──────── TEXT PROVIDED

In Hernández’s efforts to cling to power, the migrants who uphold the country’s economic prospects are a bargaining chip, just as they fuel Trump’s xenophobic rhetoric. “I don’t think accusations of illicit activities would bring down the [Hernández] administration,” argued Pineda. “The perfect storm would be his failure to follow through on the commitment he made to the United States regarding the migrants, which the Central American governments have tried to put off or evade. That could be the match that lights the fuse, leading to other events that rock the government,” he continued, adding that Hondurans’ hope that the United States will seal Hernández’s fate, at whatever cost, is a reflection of the deep distrust in Honduran institutions that have failed to act despite incriminating evidence against the president.

To understand what is to be gained from indicting narcos in U.S. courts, it is important to distinguish between different actors and interests, according to Frank. “New York prosecutors are, for the time being, independent from the State Department and the White House. They deeply believe in the fight against drug trafficking, but they steer clear of foreign relations matters and political processes inside Honduras or other countries. The State Department and White House, on the other hand, sometimes use accusations and extraditions in an effort to control and mold the leadership and internal power dynamics of a country, through a process we could call ‘empire through extradition,” she said. “Other actors, like the U.S. Congress, want to selectively fight against the ‘corruption’ of certain people without cutting off support to the JOH regime.”

────────────────
──────── PROVIDED INFORMATION

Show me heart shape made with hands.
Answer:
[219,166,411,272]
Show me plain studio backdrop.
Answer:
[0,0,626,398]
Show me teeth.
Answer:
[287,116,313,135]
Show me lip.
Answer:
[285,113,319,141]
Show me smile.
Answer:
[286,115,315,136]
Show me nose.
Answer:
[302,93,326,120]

────────────────

**REQUIRED ACTION A**.
For the passage on Honduras, state whether each statement agrees with it (yes or no), quoting the deciding words: (i) Pineda argued that accusations of illicit activities would bring down the Hernández administration. (ii) Frank said New York prosecutors are, for the time being, independent from the State Department and the White House. (iii) Frank said the U.S. Congress wants to cut off support to the JOH regime.
**REQUIRED ACTION B**.
Set down, word for word, everything in the passage on Honduras from "In Hernández’s efforts" down to "against the president.".
The items are separate material.

**RESPONSE BOX A**.
(i) No: "I don’t think accusations of illicit activities would bring down the [Hernández] administration"
(ii) Yes: "New York prosecutors are, for the time being, independent from the State Department and the White House."
(iii) No: "without cutting off support to the JOH regime"

**RESPONSE BOX B**.
In Hernández’s efforts to cling to power, the migrants who uphold the country’s economic prospects are a bargaining chip, just as they fuel Trump’s xenophobic rhetoric. “I don’t think accusations of illicit activities would bring down the [Hernández] administration,” argued Pineda. “The perfect storm would be his failure to follow through on the commitment he made to the United States regarding the migrants, which the Central American governments have tried to put off or evade. That could be the match that lights the fuse, leading to other events that rock the government,” he continued, adding that Hondurans’ hope that the United States will seal Hernández’s fate, at whatever cost, is a reflection of the deep distrust in Honduran institutions that have failed to act despite incriminating evidence against the president.